Point-per-instance localization data:

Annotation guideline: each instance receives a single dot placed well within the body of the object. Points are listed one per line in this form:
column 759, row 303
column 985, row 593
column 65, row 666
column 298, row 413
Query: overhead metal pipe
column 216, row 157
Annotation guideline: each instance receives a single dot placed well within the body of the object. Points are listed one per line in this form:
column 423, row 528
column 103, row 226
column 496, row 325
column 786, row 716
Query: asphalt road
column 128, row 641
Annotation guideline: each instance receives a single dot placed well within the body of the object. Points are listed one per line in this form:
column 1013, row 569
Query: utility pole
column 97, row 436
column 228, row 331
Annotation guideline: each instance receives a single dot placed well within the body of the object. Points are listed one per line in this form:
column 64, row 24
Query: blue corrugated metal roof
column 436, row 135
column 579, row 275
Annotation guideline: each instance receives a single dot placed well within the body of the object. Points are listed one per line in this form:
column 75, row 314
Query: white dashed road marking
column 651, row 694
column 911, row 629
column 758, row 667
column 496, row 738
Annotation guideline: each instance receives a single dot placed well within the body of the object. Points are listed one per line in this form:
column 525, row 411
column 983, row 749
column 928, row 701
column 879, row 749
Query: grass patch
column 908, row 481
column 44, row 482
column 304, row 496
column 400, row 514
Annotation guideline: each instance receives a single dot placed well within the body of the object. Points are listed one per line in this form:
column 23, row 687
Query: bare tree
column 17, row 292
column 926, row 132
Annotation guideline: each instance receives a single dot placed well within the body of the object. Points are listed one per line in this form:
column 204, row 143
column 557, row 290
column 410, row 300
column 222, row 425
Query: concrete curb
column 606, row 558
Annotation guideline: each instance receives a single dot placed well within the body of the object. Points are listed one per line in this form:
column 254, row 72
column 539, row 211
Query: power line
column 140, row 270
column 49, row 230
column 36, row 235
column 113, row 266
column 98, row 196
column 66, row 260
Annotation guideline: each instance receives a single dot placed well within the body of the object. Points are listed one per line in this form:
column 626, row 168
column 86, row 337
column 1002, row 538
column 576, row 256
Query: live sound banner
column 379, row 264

**HOW TO COMPLETE THIS TASK:**
Among the entries above, the lines between the ones containing "column 985, row 593" and "column 75, row 314", inclusive, are to be transcribed exactly. No other line is to be given.

**EXPECTED OUTPUT:**
column 985, row 593
column 65, row 666
column 298, row 413
Query: overhead metal pipe
column 216, row 157
Annotation guideline: each instance receives a single dot placed well within the body of the object. Points are listed one per line in this form:
column 423, row 528
column 103, row 226
column 496, row 325
column 786, row 716
Query: asphalt road
column 128, row 641
Annotation guideline: each instance receives a single dot placed well within the body of the object. Points are listed one per line in this form:
column 1013, row 569
Query: utility pole
column 97, row 436
column 228, row 331
Annotation guideline: each instance receives a single dot placed well within the body of the object. Points are listed one per line in this form:
column 64, row 24
Query: blue corrugated metal roof
column 436, row 135
column 579, row 275
Annotation guideline: each instance receives a single dot placed well within the body of the object. Points are listed one per line in this form:
column 75, row 314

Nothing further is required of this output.